■ BRIEF 1 ■
Summarize the article on the week's market moves in two sentences.
■ BRIEF 2 ■
Extend the article on the week's market moves, picking up after its final sentence.

The Federal Reserve may have a new chair who is friendlier to President Trump, but Wall Street is not sure how friendly he will be to markets.

MANHATTAN (CN) — The one-two punch of latest inflation data and the nomination of a hawk to lead the Federal Reserve caused markets to decline slightly this week.

Wall Street saw muted gains early in the week, but after the two crucial reports released early Friday morning equities started to drop. By the closing bell on Friday, the Dow Jones Industrial Average and Nasdaq posted weekly losses of 205 points and 40 points, respectively. The S&P 500, which at one point hit the 7,000-point mark, gained only 24 points for the week.

Investors focused entirely on the Federal Reserve this week. First, on Wednesday, the Fed predictably held the federal funds interest rate steady at 3.5% to 3.75%, with only two voting members advocating for another quarter-point rate cut. The Fed now describes economic expansion as “solid” rather than “moderate” and the unemployment rate “has shown some signs of stabilization.”

■ GIVEN MATERIAL ■

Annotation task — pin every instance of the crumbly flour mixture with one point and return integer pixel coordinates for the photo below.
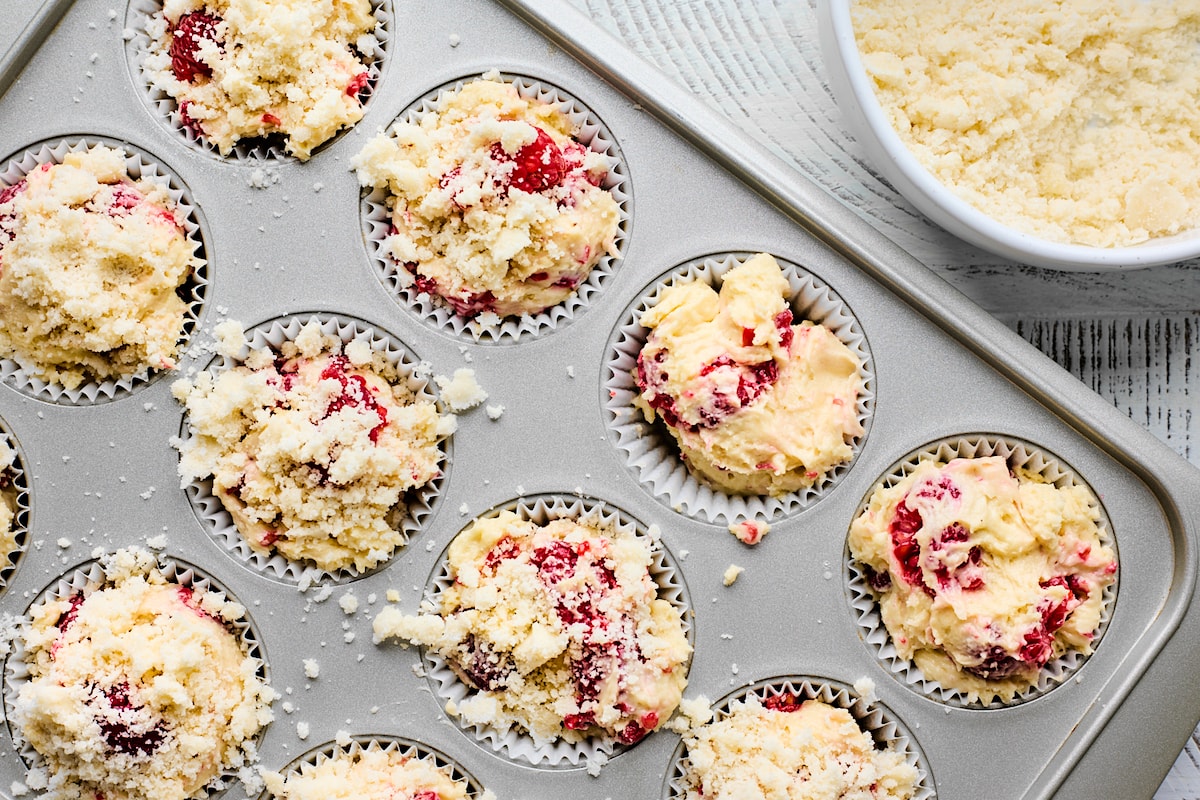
(1073, 120)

■ ANSWER BOX 1 ■
Markets declined slightly this week after Friday's inflation data and the nomination of a hawk to lead the Federal Reserve. The Dow and Nasdaq lost 205 and 40 points, the S&P 500 gained only 24, and on Wednesday the Fed held its rate at 3.5% to 3.75%.

■ ANSWER BOX 2 ■
Then on Friday, President Trump officially nominated banker and former Fed governor Kevin Warsh to succeed Jerome Powell as chair.

Experts see Warsh, an inflation hawk, as a safe choice and one they hope would buck attempts by the White House to influence monetary policy as it has with Powell, who is under investigation by the Justice Department for construction cost overruns at the Fed’s headquarters.

“Warsh’s long-running hawkish views should help to counteract concerns that he might morph into a full-blown Trump stooge,” Stephen Brown, deputy chief North America economist at Capital Economics, wrote in an investor’s note.

However, Warsh’s nomination also faces political obstacles, as key Republican Senator Thom Tillis said he would oppose Warsh’s nomination until the federal investigation into Powell is fully resolved.

Prior to Friday’s announcement, markets had been wobbly, with scant economic data coming in negative.

Investors were disappointed by the latest producer price index, which increased 0.5% last month, compared with the 0.3% expected. The PPI, which tracks selling prices by U.S. manufacturers, has been increasing steadily since September, and the latest increase was chalked up to a 4.5% increase in margins for machinery and equipment wholesaling, the agency stated.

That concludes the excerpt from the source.